→ Short task:
Render the data from its beginning through the line that contains "[[199,137],[181,131],[164,131],[148,136],[146,159],[200,159]]" as a Markdown table with the columns Row and Line, numbering each line and leaving out blank lines and pictures.

[start Data for the task]

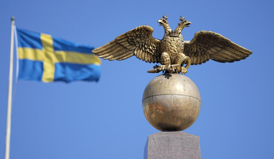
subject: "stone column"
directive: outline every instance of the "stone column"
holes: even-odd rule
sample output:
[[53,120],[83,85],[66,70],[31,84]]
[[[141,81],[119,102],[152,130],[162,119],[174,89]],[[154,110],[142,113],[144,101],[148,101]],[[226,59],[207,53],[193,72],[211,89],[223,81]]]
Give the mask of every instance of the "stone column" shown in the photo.
[[199,137],[181,131],[164,131],[148,136],[146,159],[200,159]]

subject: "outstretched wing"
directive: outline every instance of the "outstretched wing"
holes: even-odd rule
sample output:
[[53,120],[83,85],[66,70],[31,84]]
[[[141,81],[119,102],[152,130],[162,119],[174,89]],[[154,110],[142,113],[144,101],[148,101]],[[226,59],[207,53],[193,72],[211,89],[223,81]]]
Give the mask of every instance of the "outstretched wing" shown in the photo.
[[251,51],[231,42],[222,35],[210,31],[195,33],[191,41],[184,41],[184,53],[191,59],[191,65],[201,64],[212,59],[225,63],[244,59]]
[[161,41],[152,37],[153,32],[151,27],[141,25],[118,36],[92,52],[110,60],[122,60],[135,55],[146,62],[159,63]]

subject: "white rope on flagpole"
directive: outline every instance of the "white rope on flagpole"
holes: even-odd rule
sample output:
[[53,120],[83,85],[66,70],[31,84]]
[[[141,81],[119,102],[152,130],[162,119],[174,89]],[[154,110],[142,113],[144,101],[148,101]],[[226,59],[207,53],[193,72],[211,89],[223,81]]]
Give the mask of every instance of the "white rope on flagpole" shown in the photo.
[[12,17],[11,20],[11,49],[9,59],[9,89],[8,92],[8,106],[7,113],[7,128],[6,131],[6,145],[5,159],[9,158],[9,149],[11,140],[11,101],[12,94],[12,76],[13,73],[13,42],[14,30],[13,26],[15,18]]

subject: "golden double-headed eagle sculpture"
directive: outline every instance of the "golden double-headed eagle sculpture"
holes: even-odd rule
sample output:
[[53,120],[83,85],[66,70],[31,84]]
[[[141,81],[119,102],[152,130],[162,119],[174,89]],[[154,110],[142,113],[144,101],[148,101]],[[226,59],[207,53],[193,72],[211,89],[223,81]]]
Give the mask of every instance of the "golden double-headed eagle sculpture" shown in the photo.
[[165,30],[162,40],[152,36],[153,29],[151,27],[141,25],[118,36],[92,52],[110,60],[122,60],[135,55],[146,62],[162,65],[156,65],[147,71],[149,73],[165,71],[182,74],[187,72],[191,65],[201,64],[209,59],[223,63],[233,62],[244,59],[252,53],[221,34],[210,31],[199,31],[195,33],[191,40],[184,41],[182,30],[191,23],[181,16],[181,22],[174,31],[167,19],[166,15],[157,22]]

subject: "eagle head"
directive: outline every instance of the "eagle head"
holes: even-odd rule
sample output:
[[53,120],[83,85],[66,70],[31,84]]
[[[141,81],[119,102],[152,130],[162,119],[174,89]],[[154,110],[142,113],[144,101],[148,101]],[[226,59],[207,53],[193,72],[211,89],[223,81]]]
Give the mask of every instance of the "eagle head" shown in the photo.
[[185,27],[189,27],[189,24],[191,24],[191,22],[185,20],[184,17],[182,17],[181,16],[180,20],[182,21],[178,23],[178,24],[182,27],[182,29],[184,29]]
[[163,18],[161,18],[159,19],[157,22],[159,23],[159,26],[165,26],[168,24],[168,22],[166,21],[166,20],[167,19],[168,17],[166,15],[163,16]]

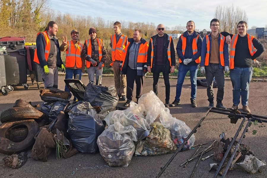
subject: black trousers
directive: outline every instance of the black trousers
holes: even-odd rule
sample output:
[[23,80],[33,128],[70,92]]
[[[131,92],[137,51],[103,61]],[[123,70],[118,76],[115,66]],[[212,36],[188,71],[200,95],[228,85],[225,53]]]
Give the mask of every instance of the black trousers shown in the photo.
[[126,72],[126,82],[127,83],[127,90],[126,97],[127,99],[131,101],[133,99],[133,92],[134,81],[136,84],[136,97],[138,99],[142,95],[143,91],[143,84],[144,77],[137,75],[137,70],[132,69],[128,66]]
[[169,103],[170,101],[170,80],[169,80],[169,73],[165,72],[165,69],[164,66],[155,65],[153,67],[153,91],[158,96],[158,82],[159,77],[160,73],[162,72],[164,83],[165,84],[165,92],[166,98],[165,99],[166,103]]
[[207,95],[209,101],[213,101],[214,98],[213,78],[218,87],[216,101],[221,101],[223,99],[224,94],[224,73],[223,69],[220,69],[219,64],[209,64],[209,66],[205,66],[206,79],[207,81]]

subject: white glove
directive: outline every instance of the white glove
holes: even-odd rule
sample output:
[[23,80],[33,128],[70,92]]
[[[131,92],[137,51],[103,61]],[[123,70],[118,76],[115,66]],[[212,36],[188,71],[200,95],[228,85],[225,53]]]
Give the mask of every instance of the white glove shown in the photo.
[[261,66],[261,63],[259,61],[257,60],[253,60],[253,64],[255,65],[256,67],[260,67]]
[[202,67],[200,67],[200,71],[201,72],[201,73],[202,74],[204,74],[205,73],[205,67],[202,66]]
[[230,70],[229,69],[229,67],[228,66],[224,66],[224,71],[225,72],[228,72]]

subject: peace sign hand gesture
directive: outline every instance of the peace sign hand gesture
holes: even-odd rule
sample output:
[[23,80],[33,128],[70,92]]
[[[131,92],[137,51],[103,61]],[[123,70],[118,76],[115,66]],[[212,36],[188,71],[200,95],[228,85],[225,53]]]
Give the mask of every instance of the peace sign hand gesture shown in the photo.
[[64,36],[62,36],[62,38],[63,38],[63,40],[62,40],[62,44],[63,44],[63,45],[64,46],[66,46],[67,45],[67,36],[66,36],[66,39],[64,38]]

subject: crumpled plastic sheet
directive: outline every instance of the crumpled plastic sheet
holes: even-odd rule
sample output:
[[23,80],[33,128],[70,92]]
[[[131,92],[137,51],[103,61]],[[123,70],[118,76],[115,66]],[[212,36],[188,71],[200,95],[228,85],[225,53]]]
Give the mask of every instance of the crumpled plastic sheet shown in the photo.
[[158,118],[165,108],[164,104],[152,90],[142,95],[138,100],[138,104],[133,103],[130,103],[130,107],[127,110],[145,119],[150,125]]
[[98,152],[96,140],[104,127],[96,109],[85,102],[73,107],[69,115],[68,132],[75,148],[82,152]]
[[137,132],[131,125],[125,127],[118,122],[110,125],[98,136],[97,143],[100,154],[111,167],[127,167],[134,153],[134,141]]
[[260,167],[266,165],[265,161],[261,161],[254,156],[250,155],[249,156],[245,155],[245,159],[242,162],[236,163],[234,168],[253,174],[259,170]]
[[109,126],[116,122],[124,126],[132,125],[136,130],[138,141],[147,136],[150,130],[145,119],[126,110],[112,111],[106,117],[105,121]]
[[171,133],[158,122],[151,125],[153,129],[145,140],[137,142],[135,155],[155,156],[174,152],[177,149]]
[[[163,126],[171,132],[171,139],[178,148],[183,144],[192,131],[185,122],[172,117],[170,113],[169,109],[165,107],[161,111],[159,120]],[[194,145],[195,140],[196,137],[193,134],[182,150],[190,149]]]
[[98,115],[100,119],[104,120],[109,113],[116,110],[119,98],[115,86],[108,88],[89,83],[85,88],[84,99],[93,107],[100,107]]

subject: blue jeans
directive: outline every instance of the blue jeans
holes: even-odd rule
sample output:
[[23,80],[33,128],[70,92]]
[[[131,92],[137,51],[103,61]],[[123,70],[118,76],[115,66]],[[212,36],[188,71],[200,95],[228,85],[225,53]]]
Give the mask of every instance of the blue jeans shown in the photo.
[[[82,69],[69,69],[66,68],[65,70],[66,71],[66,75],[65,76],[65,79],[72,79],[72,77],[74,75],[74,78],[76,77],[76,75],[79,74],[79,80],[81,80],[81,77],[82,77]],[[68,92],[70,92],[68,87],[66,85],[65,85],[65,91],[67,91]],[[77,98],[75,96],[73,100],[76,100],[77,99]]]
[[243,106],[248,104],[249,84],[252,78],[253,69],[252,67],[240,68],[235,67],[230,70],[230,78],[233,85],[233,103],[238,105],[240,103]]
[[191,98],[190,99],[196,100],[196,77],[198,66],[181,64],[178,69],[178,77],[176,85],[176,95],[175,99],[180,100],[182,86],[185,80],[185,77],[188,71],[190,72],[190,81],[191,82]]

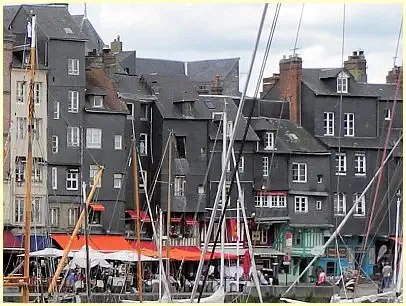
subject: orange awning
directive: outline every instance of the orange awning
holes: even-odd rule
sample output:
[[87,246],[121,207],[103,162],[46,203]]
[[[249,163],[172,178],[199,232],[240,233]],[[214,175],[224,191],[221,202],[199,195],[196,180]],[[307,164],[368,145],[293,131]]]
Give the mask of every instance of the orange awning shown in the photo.
[[104,211],[104,206],[103,204],[99,203],[91,203],[90,207],[92,208],[93,211]]
[[[70,239],[70,235],[68,234],[53,234],[51,237],[62,249],[66,248]],[[78,235],[73,239],[70,251],[79,251],[84,245],[85,237],[83,235]],[[89,235],[89,246],[95,251],[107,253],[133,250],[123,236],[114,235]]]

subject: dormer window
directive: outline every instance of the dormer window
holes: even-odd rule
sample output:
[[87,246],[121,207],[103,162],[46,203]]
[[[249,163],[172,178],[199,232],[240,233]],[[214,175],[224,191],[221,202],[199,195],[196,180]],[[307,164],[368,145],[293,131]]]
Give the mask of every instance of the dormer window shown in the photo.
[[265,150],[275,149],[275,135],[273,132],[265,133],[264,143],[265,143],[265,145],[264,145]]
[[103,107],[103,96],[94,96],[93,97],[93,107],[95,107],[95,108]]
[[337,77],[337,93],[348,93],[348,75],[343,72]]

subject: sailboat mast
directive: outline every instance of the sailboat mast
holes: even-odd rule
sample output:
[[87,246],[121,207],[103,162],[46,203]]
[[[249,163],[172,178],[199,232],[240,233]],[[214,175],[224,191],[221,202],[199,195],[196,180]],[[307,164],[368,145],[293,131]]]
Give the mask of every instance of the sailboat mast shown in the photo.
[[28,279],[30,277],[30,226],[31,226],[31,176],[32,176],[32,133],[34,129],[34,86],[35,86],[35,55],[36,55],[36,27],[37,17],[32,16],[32,34],[31,34],[31,63],[30,63],[30,90],[28,97],[28,152],[27,165],[25,170],[25,222],[24,222],[24,278],[26,284],[23,286],[23,303],[28,303],[30,291],[28,288]]
[[171,232],[171,188],[172,187],[172,131],[169,132],[169,154],[168,154],[168,211],[166,220],[166,273],[170,275],[170,261],[169,261],[169,243]]
[[135,220],[136,223],[136,231],[137,231],[137,254],[138,254],[138,261],[137,261],[137,274],[138,274],[138,297],[139,301],[142,302],[142,262],[141,262],[141,222],[140,222],[140,197],[139,197],[139,183],[138,183],[138,157],[137,157],[137,149],[135,147],[135,135],[134,135],[134,142],[133,142],[133,177],[134,177],[134,205],[135,211],[137,214],[137,219]]

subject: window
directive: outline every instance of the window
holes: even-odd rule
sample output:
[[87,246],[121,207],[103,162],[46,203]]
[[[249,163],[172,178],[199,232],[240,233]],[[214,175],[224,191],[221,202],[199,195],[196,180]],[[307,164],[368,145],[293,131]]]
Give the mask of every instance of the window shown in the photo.
[[355,175],[365,176],[366,170],[366,156],[365,153],[355,153]]
[[15,216],[14,216],[15,223],[23,223],[24,222],[24,198],[16,197],[14,211],[15,211]]
[[17,117],[17,139],[24,139],[27,132],[27,118]]
[[269,158],[268,156],[263,156],[262,157],[262,176],[268,176],[269,175]]
[[336,216],[344,216],[347,213],[345,198],[344,193],[334,194],[334,214]]
[[273,132],[265,133],[265,150],[273,150],[275,148],[275,135]]
[[292,164],[292,181],[294,183],[307,182],[307,164],[305,163]]
[[68,91],[68,112],[77,113],[79,111],[79,92],[78,91]]
[[307,213],[308,211],[307,197],[297,196],[295,197],[295,212]]
[[361,193],[355,193],[353,196],[354,204],[358,202],[357,206],[355,206],[354,216],[357,217],[365,217],[365,195],[361,197]]
[[385,108],[385,120],[389,121],[392,117],[392,110],[390,108]]
[[34,85],[34,103],[41,103],[41,83],[35,83]]
[[114,174],[114,188],[120,189],[122,180],[123,180],[123,175],[121,173],[115,173]]
[[324,113],[324,136],[334,136],[334,113]]
[[140,108],[140,120],[148,120],[148,105],[145,103],[141,103]]
[[148,155],[148,135],[140,133],[140,155]]
[[59,149],[59,138],[58,136],[52,135],[52,153],[58,153]]
[[134,119],[134,103],[127,103],[128,111],[127,119]]
[[185,196],[185,186],[186,186],[186,177],[184,176],[175,176],[175,197],[184,197]]
[[341,74],[337,78],[337,93],[348,93],[348,79]]
[[31,207],[31,222],[41,223],[41,199],[33,198]]
[[68,59],[68,74],[69,75],[79,75],[79,60],[78,59]]
[[347,172],[347,157],[345,153],[336,153],[336,175],[345,175]]
[[178,158],[186,158],[186,137],[175,136],[176,150],[178,151]]
[[95,107],[95,108],[103,107],[103,96],[94,96],[93,97],[93,107]]
[[114,150],[122,150],[122,149],[123,149],[123,136],[114,135]]
[[58,189],[58,170],[56,167],[52,167],[51,170],[51,182],[52,182],[52,189]]
[[68,126],[67,130],[67,145],[68,147],[79,147],[79,128]]
[[68,224],[74,226],[79,219],[79,208],[69,208],[68,210]]
[[59,102],[54,101],[54,119],[59,119]]
[[354,136],[354,113],[344,114],[344,136]]
[[66,190],[79,190],[78,169],[69,169],[66,172]]
[[101,149],[102,130],[86,129],[86,147],[89,149]]
[[25,82],[17,82],[17,103],[24,103]]
[[[96,178],[96,174],[99,171],[99,166],[97,165],[90,165],[89,168],[89,185],[92,187],[94,185],[94,179]],[[97,187],[101,187],[101,179],[99,183],[97,184]]]
[[51,226],[58,226],[59,224],[59,208],[52,207],[49,212],[49,223]]

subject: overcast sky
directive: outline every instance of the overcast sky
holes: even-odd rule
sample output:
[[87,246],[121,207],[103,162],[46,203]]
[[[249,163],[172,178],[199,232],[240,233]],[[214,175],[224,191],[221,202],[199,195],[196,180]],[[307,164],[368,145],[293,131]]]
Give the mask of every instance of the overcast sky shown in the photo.
[[[304,68],[341,66],[343,4],[304,6],[297,53]],[[240,90],[247,76],[263,4],[87,4],[87,14],[105,44],[120,35],[124,50],[138,57],[181,61],[240,58]],[[276,3],[267,19],[248,94],[253,94]],[[70,4],[83,14],[83,4]],[[292,53],[302,4],[282,4],[264,76],[279,71],[279,60]],[[346,4],[344,60],[363,49],[368,82],[385,83],[393,66],[402,4]],[[402,64],[400,41],[397,65]]]

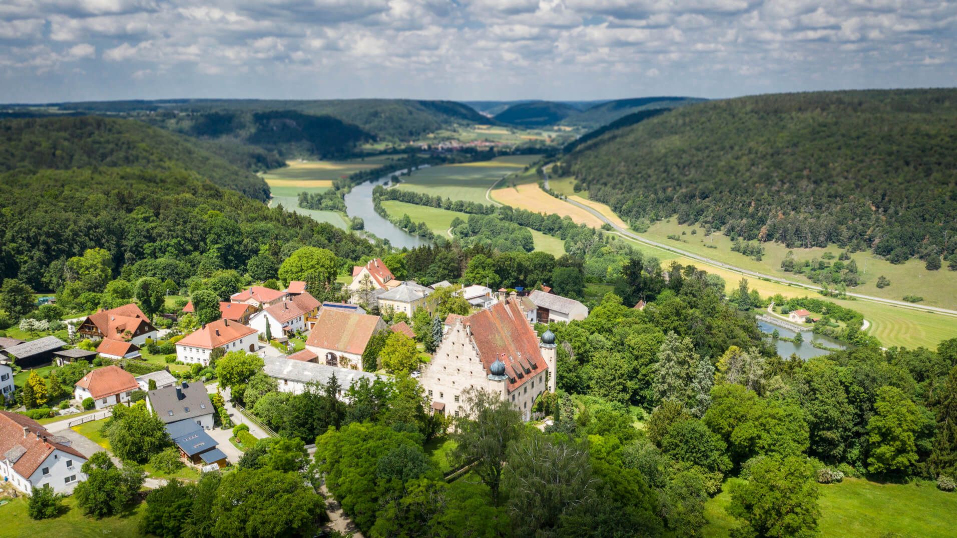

[end Data for the task]

→ Written response:
| Row | Line |
|---|---|
| 1 | subject: "stone column" |
| 2 | directive: outline every instance of the "stone column" |
| 3 | holes: even-odd rule |
| 4 | sample output: |
| 5 | [[53,120],[83,85],[66,70],[31,84]] |
| 6 | [[[141,81],[119,102],[152,130],[162,119],[174,89]],[[154,110],[142,113],[144,101],[148,101]],[[226,59],[207,53],[193,72],[211,89],[223,81]]] |
| 7 | Give the mask of every instance of the "stone column" shown in the photo. |
| 8 | [[199,137],[181,131],[164,131],[148,136],[146,159],[200,159]] |